这种薄俸制度极大地推动了明代官员从其他渠道获取财富的动力,其中包括参与商业经营、参与高利贷等资本盈利及贪腐等法外收入。明代中期,财政赤字加大,为降低行政成本对官员薪俸不断折扣,出于缓和矛盾的需要,政府在制度设计上对官僚阶层加大了优免政策,各种制度内外的税收减免方便了官员利用这些通过合法和非法的手段获取财富。此外,还有通过手中权力在国家专卖领域非法盈利、通过贪污受贿等行为攫取法外收入等。从明初立国时就被高度重视的政府清廉风气,发展到后来却变成了从上至下,含括文武、勋贵甚至皇帝,无一不贪的普遍现象令人深思。从基层官吏看,明代的里甲制度是其基层社会管理及征税制度,作为基层管理者的里长、三老协助政府征派赋役。
这些基层社会管理者有些是本地的中小地主,有些是称霸乡里的地方豪强,他们与政府中州贪腐的州县官吏相互勾结,谋求私利。明代海瑞巡历松江时,曾出现了几万小民“告乡官夺产”的情况。基层吏治腐化最终彻底败坏了里甲制度,人户大规模流动逃亡、难以控制,使明中期不得不进行赋役制度改革。从高级官员看,嘉靖首辅严嵩具有极强的典型性。严嵩幼年家境赤贫,从1507年入仕,至1562年罢相回乡,五十余年时间,积累家产号称四百万两,这些财产是在政府任职的严嵩祖孙三人薪俸的不知多少倍。明末农民军将领李自成占领北京后,曾“追赃助饷”白银7000万两,当时晚明的一年政府税收收入才320万两。这其中固然有严刑逼迫的因素存在,也从另一角度反映了当时官员的财富占有数量之巨,而在皇室、宗亲、官吏的层层分配之后,给普通民众的资源财富所剩无几。

给定各行
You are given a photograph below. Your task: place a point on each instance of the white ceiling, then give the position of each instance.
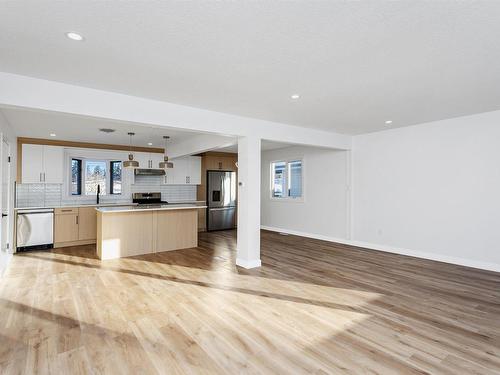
(355, 64)
(264, 146)
(39, 124)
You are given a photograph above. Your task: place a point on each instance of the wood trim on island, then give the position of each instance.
(128, 233)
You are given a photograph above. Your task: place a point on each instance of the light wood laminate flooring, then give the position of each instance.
(313, 307)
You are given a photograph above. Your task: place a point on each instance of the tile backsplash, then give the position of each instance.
(47, 195)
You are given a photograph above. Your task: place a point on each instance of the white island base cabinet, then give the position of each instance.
(129, 233)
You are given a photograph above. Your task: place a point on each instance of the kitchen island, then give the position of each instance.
(134, 230)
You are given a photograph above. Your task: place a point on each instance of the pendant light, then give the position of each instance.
(165, 163)
(130, 163)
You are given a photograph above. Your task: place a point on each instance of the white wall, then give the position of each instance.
(431, 190)
(324, 211)
(34, 93)
(8, 134)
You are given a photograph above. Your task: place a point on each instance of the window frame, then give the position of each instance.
(287, 198)
(111, 180)
(84, 158)
(79, 182)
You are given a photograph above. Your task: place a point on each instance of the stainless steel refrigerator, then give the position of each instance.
(221, 200)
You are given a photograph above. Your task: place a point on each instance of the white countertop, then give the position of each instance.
(77, 205)
(163, 207)
(99, 205)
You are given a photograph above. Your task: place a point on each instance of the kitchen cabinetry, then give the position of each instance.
(214, 161)
(87, 223)
(65, 225)
(148, 160)
(74, 226)
(42, 164)
(186, 171)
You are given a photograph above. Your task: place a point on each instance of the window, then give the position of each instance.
(88, 174)
(95, 174)
(76, 176)
(115, 183)
(286, 179)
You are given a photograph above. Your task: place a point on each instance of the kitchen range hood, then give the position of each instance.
(149, 172)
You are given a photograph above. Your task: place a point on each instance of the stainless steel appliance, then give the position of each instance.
(221, 200)
(148, 198)
(35, 229)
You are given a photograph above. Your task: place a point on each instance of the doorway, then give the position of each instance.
(5, 192)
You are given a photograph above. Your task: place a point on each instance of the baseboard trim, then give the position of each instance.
(4, 262)
(248, 263)
(395, 250)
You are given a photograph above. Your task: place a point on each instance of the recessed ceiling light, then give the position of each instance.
(107, 130)
(74, 36)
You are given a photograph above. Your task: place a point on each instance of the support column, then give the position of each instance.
(248, 241)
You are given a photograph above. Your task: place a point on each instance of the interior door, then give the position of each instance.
(5, 168)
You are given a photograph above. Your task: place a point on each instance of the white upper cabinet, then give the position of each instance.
(42, 164)
(53, 161)
(32, 164)
(186, 171)
(195, 170)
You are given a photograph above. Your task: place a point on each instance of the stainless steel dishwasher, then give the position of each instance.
(35, 229)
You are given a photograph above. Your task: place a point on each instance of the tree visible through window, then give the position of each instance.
(76, 176)
(87, 174)
(95, 174)
(116, 177)
(286, 179)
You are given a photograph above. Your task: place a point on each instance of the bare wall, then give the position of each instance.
(324, 211)
(431, 190)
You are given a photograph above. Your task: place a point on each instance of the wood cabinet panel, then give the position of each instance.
(87, 223)
(66, 227)
(176, 229)
(123, 234)
(202, 217)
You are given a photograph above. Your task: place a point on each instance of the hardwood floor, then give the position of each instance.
(313, 307)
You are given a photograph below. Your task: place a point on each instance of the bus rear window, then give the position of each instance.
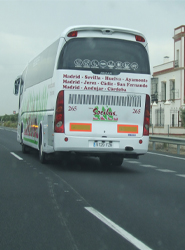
(104, 56)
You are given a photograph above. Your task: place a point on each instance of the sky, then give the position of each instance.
(27, 27)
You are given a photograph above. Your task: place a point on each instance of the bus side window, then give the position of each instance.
(16, 87)
(21, 83)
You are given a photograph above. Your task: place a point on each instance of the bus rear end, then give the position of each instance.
(103, 88)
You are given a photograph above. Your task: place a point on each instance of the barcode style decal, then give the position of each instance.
(129, 100)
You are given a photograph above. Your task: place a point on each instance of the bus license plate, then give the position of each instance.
(101, 144)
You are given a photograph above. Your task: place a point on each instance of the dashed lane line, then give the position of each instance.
(166, 170)
(148, 166)
(134, 162)
(129, 237)
(181, 175)
(16, 156)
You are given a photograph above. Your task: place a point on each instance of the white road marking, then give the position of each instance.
(148, 166)
(169, 156)
(181, 175)
(19, 158)
(134, 162)
(137, 243)
(166, 170)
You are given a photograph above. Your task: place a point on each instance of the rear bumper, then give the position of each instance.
(125, 146)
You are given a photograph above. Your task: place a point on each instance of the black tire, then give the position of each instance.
(42, 155)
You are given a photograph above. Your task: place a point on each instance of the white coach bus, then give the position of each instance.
(87, 93)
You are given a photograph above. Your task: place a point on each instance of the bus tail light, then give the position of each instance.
(140, 39)
(59, 113)
(73, 34)
(147, 116)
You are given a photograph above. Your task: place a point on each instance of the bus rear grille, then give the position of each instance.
(128, 101)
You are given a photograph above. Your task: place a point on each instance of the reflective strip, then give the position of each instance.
(80, 127)
(133, 129)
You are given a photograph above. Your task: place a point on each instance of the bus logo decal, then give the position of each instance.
(127, 129)
(105, 114)
(127, 100)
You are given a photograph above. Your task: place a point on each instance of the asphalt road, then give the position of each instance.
(140, 205)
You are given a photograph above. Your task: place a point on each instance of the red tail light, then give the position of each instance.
(59, 113)
(73, 34)
(139, 39)
(147, 116)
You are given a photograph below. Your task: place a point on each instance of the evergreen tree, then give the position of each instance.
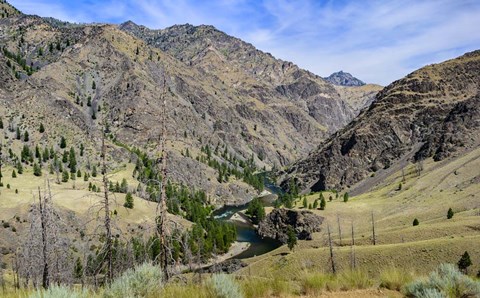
(124, 186)
(291, 238)
(19, 167)
(464, 262)
(65, 176)
(72, 161)
(128, 201)
(63, 143)
(449, 213)
(323, 203)
(78, 269)
(37, 171)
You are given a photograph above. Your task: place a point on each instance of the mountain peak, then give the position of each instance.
(342, 78)
(7, 10)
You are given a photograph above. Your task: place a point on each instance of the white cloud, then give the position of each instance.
(377, 41)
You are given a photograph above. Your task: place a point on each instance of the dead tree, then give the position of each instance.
(106, 207)
(339, 229)
(44, 258)
(374, 238)
(161, 212)
(352, 251)
(43, 222)
(332, 260)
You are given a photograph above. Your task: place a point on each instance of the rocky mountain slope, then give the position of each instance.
(432, 112)
(227, 103)
(341, 78)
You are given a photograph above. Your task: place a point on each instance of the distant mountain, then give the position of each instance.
(341, 78)
(432, 112)
(224, 97)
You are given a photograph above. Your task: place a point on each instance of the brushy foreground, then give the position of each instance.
(147, 281)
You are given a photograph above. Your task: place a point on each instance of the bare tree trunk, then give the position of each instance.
(339, 229)
(352, 255)
(374, 237)
(43, 221)
(331, 249)
(162, 229)
(107, 221)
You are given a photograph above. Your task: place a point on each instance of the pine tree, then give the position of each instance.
(291, 238)
(464, 262)
(450, 213)
(37, 171)
(63, 143)
(72, 161)
(323, 203)
(78, 269)
(128, 201)
(65, 176)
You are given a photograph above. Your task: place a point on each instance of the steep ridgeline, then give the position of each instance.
(303, 99)
(225, 112)
(341, 78)
(433, 112)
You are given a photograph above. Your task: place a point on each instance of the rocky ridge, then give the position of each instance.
(342, 78)
(276, 224)
(432, 112)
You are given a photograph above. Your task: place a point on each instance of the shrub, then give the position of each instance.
(354, 279)
(225, 286)
(313, 284)
(445, 281)
(450, 213)
(143, 281)
(394, 279)
(55, 291)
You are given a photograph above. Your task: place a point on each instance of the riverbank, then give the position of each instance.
(240, 216)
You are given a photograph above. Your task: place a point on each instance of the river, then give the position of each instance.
(246, 232)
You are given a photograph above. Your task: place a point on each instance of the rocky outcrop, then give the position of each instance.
(436, 106)
(228, 266)
(277, 222)
(341, 78)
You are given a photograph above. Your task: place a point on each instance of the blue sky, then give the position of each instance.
(376, 41)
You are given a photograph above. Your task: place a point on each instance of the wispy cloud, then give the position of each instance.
(378, 41)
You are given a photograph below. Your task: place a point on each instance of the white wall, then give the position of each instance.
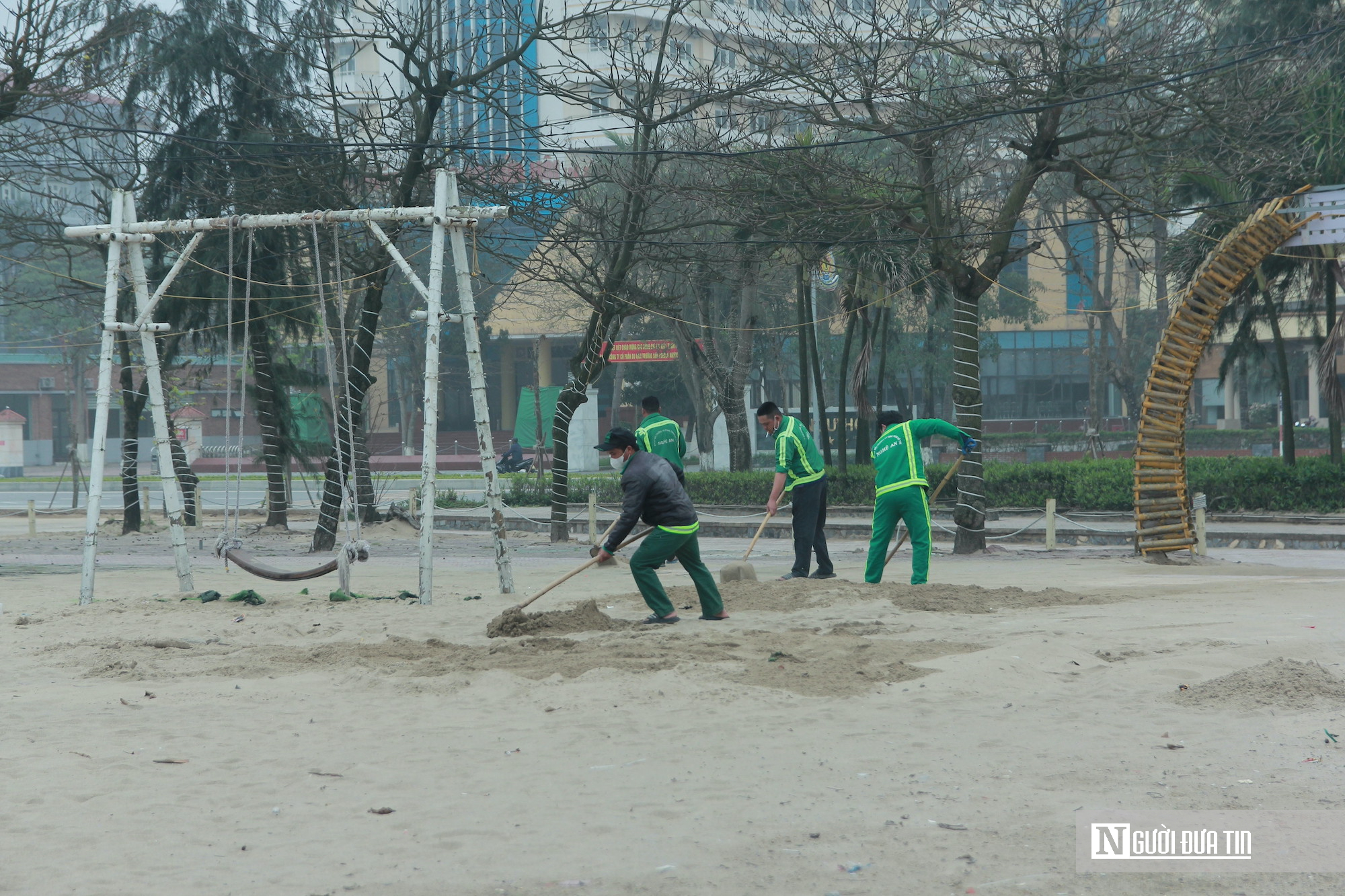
(584, 435)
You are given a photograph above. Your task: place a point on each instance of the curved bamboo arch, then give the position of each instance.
(1163, 506)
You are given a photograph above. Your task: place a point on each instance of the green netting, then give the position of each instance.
(313, 427)
(525, 424)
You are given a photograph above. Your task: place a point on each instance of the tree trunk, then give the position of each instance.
(732, 400)
(1334, 421)
(880, 393)
(863, 411)
(587, 366)
(618, 388)
(1286, 384)
(1161, 268)
(132, 409)
(357, 382)
(701, 412)
(188, 478)
(970, 513)
(272, 421)
(843, 460)
(802, 296)
(818, 391)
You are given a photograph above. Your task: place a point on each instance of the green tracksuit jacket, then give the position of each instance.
(898, 466)
(797, 455)
(664, 438)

任务说明
讲明代官员薪俸和贪腐的这段文字停在最后一句，请从那之后接着往下写。

任务结果
三、富民商人集团通过与其他阶层合作进行资本运转
“富民”是指占有财富并拥有较高文化教育而没有特权的社会群体,它植根于自然经济与商品经济交织发展的沃土之中。该群体的产业覆盖农业、商业、手工业、矿业,甚至有的是农工商兼营,涉及社会经济的各个领域,形成在明清时期中国特有的富民社会。贵族、官员甚至按规定取得相应身份的读书人都是有免税特权的,只有土地而没有特权的富民成为国家赋税的基础,富民阶层就成了国家赋役的主要承担者。明代的富民可以按产业分成几个群体,其中最具实力的是新兴的商人阶层。经过明初的休养生息,明代经济得到恢复并开始迅速发展,国内市场极大扩展。到了明中叶时期,货币的白银化普遍实现,全民经商蔚然成风,地域性商人集团的大量出现,并成为明清“富民阶层”的主体。16世纪前后中国的私人商业资本已经相当雄厚,明代以地域性商帮形式出现的徽商、晋商、粤商、苏商、浙商、山东商帮等商人在全国各地建立会馆、公所,保护同乡利益,还有以行业商联形式出现的组织保护同行的权益,二者也时有交集。
而富民商人的财富非常重要的一个来源是官商一体的获益。明代商人在早期就通过与官员体系的合作,先是通过非法手段谋求国家专卖的垄断利润,后来通过在政府的代言人影响政策制定将之合法化。另外一个和财富无法割断的是明代商农一体的现象。明中叶以后,民间庄园经济开始出现了较强的发展势头,一些有财力、有地位的富民竞相购置田地,地产的集中程度逐渐提高。除了贵族、官员,各地富民也出现了相当多的大地产所有者。明代的富民兼具商人与地主二重身份是普遍现象,受传统重农思想及规避较高的商业风险的需求,许多商人仍然会以“末富”求“本富”,逐渐有了地主的身份,其商业利润或多或少地转为不动产,演变成谋求地租的资本。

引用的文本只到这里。